EXERCISE INSTRUCTIONS: Revise the entries below by replacing every occurrence of "rough mask" with "coarse mask" and leaving all other text unchanged. Omit the pictures from your answer.
#### DATA PROVIDED
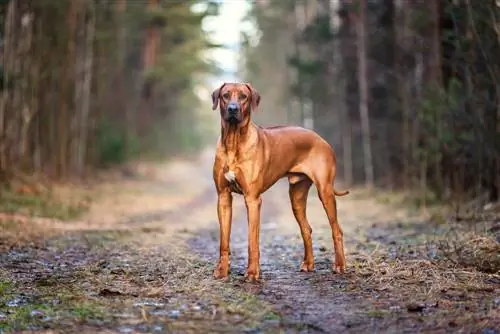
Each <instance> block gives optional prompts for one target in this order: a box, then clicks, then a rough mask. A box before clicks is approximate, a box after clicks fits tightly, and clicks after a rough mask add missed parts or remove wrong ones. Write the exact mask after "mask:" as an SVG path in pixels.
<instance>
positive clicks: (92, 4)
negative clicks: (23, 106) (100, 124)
mask: <svg viewBox="0 0 500 334" xmlns="http://www.w3.org/2000/svg"><path fill="white" fill-rule="evenodd" d="M88 6H89V8H88V10H87V14H88V17H87V19H86V22H85V52H84V58H83V78H82V81H83V83H82V91H81V98H82V100H81V104H82V105H81V110H80V113H81V114H80V131H79V132H80V138H79V141H78V143H79V145H78V147H77V151H76V156H77V166H76V172H77V173H78V175H80V176H82V175H83V172H84V168H85V162H86V161H85V158H86V156H87V141H88V136H87V134H88V131H89V130H88V122H89V112H90V98H91V94H90V87H91V83H92V69H93V66H92V65H93V60H94V35H95V7H94V6H95V5H94V2H93V1H90V2H89V4H88Z"/></svg>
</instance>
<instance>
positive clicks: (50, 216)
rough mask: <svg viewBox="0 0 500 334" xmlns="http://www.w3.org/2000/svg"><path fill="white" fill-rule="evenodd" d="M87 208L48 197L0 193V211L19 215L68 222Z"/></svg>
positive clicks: (76, 217) (0, 191)
mask: <svg viewBox="0 0 500 334" xmlns="http://www.w3.org/2000/svg"><path fill="white" fill-rule="evenodd" d="M87 210H88V207H87V206H86V205H81V204H66V203H62V202H60V201H58V200H56V199H55V198H53V197H52V196H50V195H46V196H40V195H33V194H17V193H15V192H11V191H8V190H3V191H0V211H1V212H8V213H21V214H26V215H29V216H38V217H46V218H56V219H60V220H69V219H75V218H77V217H79V216H80V215H81V214H83V213H84V212H86V211H87Z"/></svg>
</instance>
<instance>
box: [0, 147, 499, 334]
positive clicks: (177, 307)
mask: <svg viewBox="0 0 500 334" xmlns="http://www.w3.org/2000/svg"><path fill="white" fill-rule="evenodd" d="M212 157H213V152H211V151H206V152H204V154H202V155H200V156H199V157H197V158H192V159H183V160H181V159H179V160H176V161H171V162H169V163H165V164H156V165H153V164H144V165H137V166H135V168H134V170H133V172H131V173H130V172H129V173H128V174H130V175H128V176H127V177H120V178H117V179H116V180H113V179H108V180H106V181H105V182H102V184H99V185H97V186H93V188H92V189H93V190H92V191H91V194H93V195H92V197H93V198H92V205H91V206H90V210H89V212H88V213H86V214H85V216H84V218H83V219H79V220H78V221H70V222H63V221H54V220H36V219H35V220H34V221H32V222H30V221H24V222H22V223H19V222H17V223H16V224H17V225H16V226H19V225H20V224H21V225H23V226H25V227H24V229H25V230H27V229H29V230H31V232H32V234H33V235H38V237H33V240H26V241H25V242H20V243H16V244H13V245H11V246H10V247H8V248H5V249H3V250H2V252H1V253H0V333H1V332H11V331H15V332H19V331H21V330H46V331H47V332H58V333H60V332H68V333H75V332H88V333H95V332H99V333H146V332H148V333H377V332H384V333H404V332H408V333H410V332H411V333H418V332H432V333H441V332H443V333H445V332H449V331H453V332H456V333H479V332H481V333H498V328H500V290H499V286H500V275H499V274H498V272H496V273H487V272H484V271H483V272H480V271H477V270H474V269H470V268H467V267H466V266H464V265H461V264H460V263H458V262H457V260H456V259H455V260H453V261H451V260H450V259H449V258H448V257H445V256H444V255H443V254H445V252H444V250H443V247H442V243H439V242H438V241H439V240H442V238H444V237H445V236H449V231H450V228H449V226H448V225H447V224H442V225H443V226H441V225H440V226H437V227H436V226H434V225H433V224H431V223H429V222H426V221H423V220H422V218H421V217H420V216H419V215H418V214H417V213H416V212H415V214H413V215H412V214H410V210H408V208H405V207H402V206H396V205H394V204H393V203H390V202H391V200H390V198H385V199H383V198H381V197H380V196H374V195H373V194H372V193H370V192H368V191H366V190H363V189H353V190H352V192H351V194H350V195H348V196H345V197H341V198H339V199H338V208H339V221H340V224H341V226H342V228H343V230H344V238H345V246H346V254H347V265H348V271H347V273H346V274H345V275H342V276H341V275H335V274H332V273H331V271H330V266H331V259H332V258H333V253H332V248H333V247H332V241H331V231H330V227H329V224H328V222H327V219H326V215H325V214H324V211H323V208H322V206H321V203H320V201H319V200H318V198H317V195H316V191H315V190H314V189H313V190H312V191H311V192H310V197H309V206H308V217H309V221H310V223H311V226H312V228H313V246H314V255H315V260H316V271H315V272H313V273H300V272H299V271H298V269H299V263H300V261H301V258H302V254H303V245H302V240H301V238H300V233H299V228H298V225H297V223H296V222H295V219H294V218H293V215H292V212H291V208H290V204H289V201H288V188H287V184H286V182H285V181H283V182H281V181H280V182H278V183H277V184H276V185H275V186H274V187H273V188H271V189H270V190H269V191H268V192H267V193H265V194H264V200H263V209H262V227H261V244H260V247H261V266H262V267H261V269H262V276H263V278H262V282H261V283H260V284H251V283H245V282H244V280H243V272H244V269H245V265H246V258H247V253H246V250H247V224H246V213H245V210H244V205H243V200H242V198H241V197H239V196H237V197H236V199H235V201H234V214H233V231H232V236H231V250H232V258H231V277H230V279H229V280H228V281H226V282H222V281H216V280H214V279H212V276H211V273H212V269H213V265H214V263H215V261H216V259H217V255H218V223H217V219H216V197H215V190H214V188H213V184H212V179H211V172H212ZM94 188H95V189H94ZM337 188H338V189H343V187H342V185H337ZM12 221H13V218H12ZM11 223H12V222H11ZM2 224H3V225H2V226H3V229H5V230H7V229H8V226H7V225H8V222H6V221H5V217H4V221H3V223H2ZM30 224H31V225H30ZM445 225H446V226H445ZM454 228H456V227H454ZM477 228H478V227H476V229H477ZM484 228H485V229H486V228H490V229H491V227H489V225H488V226H486V225H485V226H484ZM17 231H18V232H17V233H18V234H19V233H20V234H23V232H22V231H23V230H19V227H18V230H17ZM19 231H21V232H19ZM36 231H39V232H40V233H38V234H37V233H36ZM0 241H2V239H0ZM3 242H4V244H5V242H6V241H5V240H4V241H3ZM437 245H441V246H440V247H438V246H437ZM485 271H487V270H485Z"/></svg>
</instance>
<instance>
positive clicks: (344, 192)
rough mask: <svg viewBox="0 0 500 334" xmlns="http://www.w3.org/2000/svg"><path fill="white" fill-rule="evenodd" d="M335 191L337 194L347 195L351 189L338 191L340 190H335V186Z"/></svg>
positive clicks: (336, 195) (333, 189)
mask: <svg viewBox="0 0 500 334" xmlns="http://www.w3.org/2000/svg"><path fill="white" fill-rule="evenodd" d="M333 192H334V194H335V196H345V195H347V194H349V190H344V191H338V190H335V188H333Z"/></svg>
########
EXPECTED ANSWER:
Each <instance> block gives optional prompts for one target in this order: a box, then clicks, then a coarse mask. A box before clicks is approximate, a box after clicks fits tightly, and clicks after a coarse mask add missed parts or remove wrong ones. Write the exact mask after "mask:" as an SVG path in pixels.
<instance>
positive clicks: (92, 4)
negative clicks: (23, 106) (100, 124)
mask: <svg viewBox="0 0 500 334" xmlns="http://www.w3.org/2000/svg"><path fill="white" fill-rule="evenodd" d="M88 6H89V8H88V10H87V14H88V17H87V19H86V22H85V52H84V58H83V78H82V81H83V83H82V91H81V98H82V100H81V104H82V105H81V110H80V113H81V114H80V131H79V132H80V138H79V141H78V143H79V145H78V147H77V151H76V156H77V166H76V172H77V173H78V175H80V176H82V175H83V172H84V168H85V162H86V161H85V158H86V156H87V141H88V136H87V134H88V131H89V130H88V122H89V112H90V98H91V94H90V87H91V83H92V69H93V66H92V65H93V60H94V35H95V7H94V6H95V5H94V2H93V1H90V2H89V4H88Z"/></svg>
</instance>
<instance>
positive clicks: (50, 216)
coarse mask: <svg viewBox="0 0 500 334" xmlns="http://www.w3.org/2000/svg"><path fill="white" fill-rule="evenodd" d="M87 208L48 197L0 193V211L19 215L68 222Z"/></svg>
positive clicks: (76, 217) (0, 191)
mask: <svg viewBox="0 0 500 334" xmlns="http://www.w3.org/2000/svg"><path fill="white" fill-rule="evenodd" d="M87 210H88V207H87V206H86V205H81V204H66V203H62V202H60V201H58V200H56V199H55V198H53V197H52V196H50V195H46V196H40V195H33V194H17V193H15V192H11V191H8V190H3V191H0V211H1V212H8V213H21V214H26V215H29V216H38V217H46V218H56V219H60V220H69V219H75V218H77V217H79V216H80V215H81V214H83V213H84V212H86V211H87Z"/></svg>
</instance>
<instance>
box: [0, 147, 499, 334]
positive clicks: (177, 307)
mask: <svg viewBox="0 0 500 334" xmlns="http://www.w3.org/2000/svg"><path fill="white" fill-rule="evenodd" d="M212 157H213V152H211V151H206V152H204V154H202V155H200V156H199V157H197V158H192V159H183V160H181V159H179V160H176V161H171V162H169V163H165V164H156V165H153V164H144V165H137V166H135V168H134V170H133V172H131V173H130V172H129V173H128V174H130V175H128V176H127V177H120V178H117V179H116V180H113V179H108V180H106V181H105V182H102V184H99V185H97V186H93V188H92V189H93V190H92V191H91V194H93V195H92V197H93V198H92V205H91V206H90V210H89V212H88V213H86V214H85V216H84V218H83V219H79V220H78V221H70V222H63V221H54V220H36V219H35V220H34V221H32V222H30V221H24V222H22V223H19V222H17V223H16V224H17V225H16V226H19V225H20V224H21V225H23V226H25V227H24V229H25V230H27V229H29V230H31V232H32V234H33V235H38V237H33V240H26V241H25V242H20V243H16V244H13V245H11V246H10V247H8V248H5V249H3V250H2V252H1V253H0V333H1V332H11V331H15V332H19V331H21V330H46V331H47V332H58V333H60V332H68V333H75V332H88V333H95V332H99V333H146V332H148V333H377V332H384V333H404V332H408V333H410V332H411V333H418V332H432V333H441V332H443V333H445V332H449V331H453V332H456V333H479V332H481V333H498V328H500V290H499V286H500V275H499V274H498V272H496V273H487V272H484V271H483V272H480V271H477V270H474V269H470V268H467V267H466V266H464V265H461V264H460V263H458V262H457V260H456V259H455V260H453V261H451V260H450V259H449V258H448V257H445V256H444V255H443V254H445V252H444V250H443V247H442V243H439V242H438V241H439V240H442V238H444V237H445V236H449V231H450V228H449V226H448V225H447V224H442V225H443V226H441V225H440V226H437V227H436V226H434V225H433V224H431V223H429V222H426V221H423V220H422V218H421V217H420V216H419V215H418V214H417V213H416V212H415V214H413V215H412V214H410V210H408V208H405V207H402V206H396V205H394V204H393V203H390V202H391V200H390V198H385V199H383V198H381V197H380V196H374V195H373V194H372V193H370V192H368V191H366V190H363V189H353V190H352V192H351V194H350V195H348V196H345V197H341V198H339V199H338V208H339V221H340V224H341V226H342V228H343V230H344V238H345V246H346V254H347V265H348V271H347V273H346V274H345V275H342V276H341V275H335V274H332V273H331V271H330V266H331V259H332V258H333V253H332V248H333V247H332V241H331V231H330V227H329V224H328V222H327V219H326V215H325V214H324V211H323V208H322V206H321V203H320V201H319V200H318V198H317V195H316V191H315V190H314V189H313V190H312V191H311V192H310V197H309V206H308V217H309V221H310V223H311V226H312V228H313V246H314V255H315V260H316V271H315V272H313V273H300V272H299V271H298V269H299V263H300V261H301V258H302V254H303V245H302V240H301V238H300V233H299V228H298V225H297V223H296V222H295V219H294V218H293V215H292V212H291V208H290V204H289V201H288V188H287V184H286V182H285V181H283V182H281V181H280V182H278V183H277V184H276V185H275V186H274V187H273V188H271V189H270V190H269V191H268V192H267V193H265V194H264V200H263V209H262V227H261V244H260V247H261V266H262V267H261V269H262V276H263V278H262V282H261V283H260V284H251V283H245V282H244V280H243V272H244V269H245V265H246V258H247V253H246V250H247V224H246V213H245V210H244V205H243V200H242V198H241V197H239V196H237V197H236V199H235V201H234V214H233V231H232V236H231V250H232V258H231V277H230V279H229V280H228V281H226V282H222V281H216V280H214V279H212V276H211V273H212V269H213V265H214V263H215V261H216V259H217V255H218V223H217V219H216V197H215V190H214V188H213V184H212V179H211V172H212ZM94 188H95V189H94ZM337 188H338V189H343V187H342V185H337ZM12 221H13V218H12ZM11 223H12V222H11ZM2 224H3V225H2V226H3V229H5V230H7V229H8V226H7V225H8V222H6V221H5V217H4V221H3V223H2ZM30 224H31V225H30ZM445 225H446V226H445ZM454 228H456V227H454ZM477 228H478V227H476V229H477ZM484 228H485V229H486V228H490V229H491V227H489V225H488V226H486V225H485V226H484ZM17 231H18V232H17V233H18V234H19V233H20V234H23V232H22V231H23V230H19V227H18V230H17ZM19 231H21V232H19ZM36 231H39V232H40V233H38V234H37V233H36ZM0 241H2V239H0ZM3 242H4V244H5V242H6V241H5V240H4V241H3ZM437 245H441V246H440V247H438V246H437ZM485 271H487V270H485Z"/></svg>
</instance>
<instance>
positive clicks: (344, 192)
coarse mask: <svg viewBox="0 0 500 334" xmlns="http://www.w3.org/2000/svg"><path fill="white" fill-rule="evenodd" d="M335 191L337 194L347 195L351 189L338 191L340 190H335V186Z"/></svg>
positive clicks: (336, 195) (333, 189)
mask: <svg viewBox="0 0 500 334" xmlns="http://www.w3.org/2000/svg"><path fill="white" fill-rule="evenodd" d="M333 192H334V194H335V196H345V195H347V194H349V190H344V191H338V190H335V188H333Z"/></svg>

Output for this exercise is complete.